>> START Available records
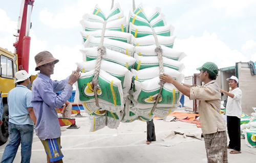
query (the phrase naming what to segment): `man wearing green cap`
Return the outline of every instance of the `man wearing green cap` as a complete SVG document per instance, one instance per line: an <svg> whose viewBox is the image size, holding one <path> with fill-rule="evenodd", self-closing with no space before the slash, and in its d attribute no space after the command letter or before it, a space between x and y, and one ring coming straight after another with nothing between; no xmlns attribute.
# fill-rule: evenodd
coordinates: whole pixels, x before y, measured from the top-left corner
<svg viewBox="0 0 256 163"><path fill-rule="evenodd" d="M160 75L161 81L173 84L190 100L199 100L199 115L208 162L227 162L227 134L224 119L220 114L221 93L215 82L218 73L218 66L212 62L206 62L200 70L203 86L182 85L171 76Z"/></svg>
>> END Available records
Work to complete —
Reproduce the lines of every item above, switching each "man wearing green cap" to "person in a green cap" and keeping everything else unchanged. Leave the pictures out.

Final answer —
query (the phrase naming what to segment): `person in a green cap`
Return the outline of every instance of the `person in a green cap` as a complete SVG document per instance, one instance per line: an <svg> whose viewBox is the image size, holding one <path> with fill-rule="evenodd", self-closing with no space before the slash, and in its d attribute no space after the command letter or before it, a space between x and y, and one ring coming straight after another with nothing between; no xmlns attribute.
# fill-rule: evenodd
coordinates: whole pixels, x before y, measured from the top-left corner
<svg viewBox="0 0 256 163"><path fill-rule="evenodd" d="M160 75L161 81L173 84L190 100L199 100L199 115L208 162L227 162L227 134L224 119L220 114L221 93L215 82L218 73L218 66L212 62L206 62L200 70L203 86L182 85L171 76Z"/></svg>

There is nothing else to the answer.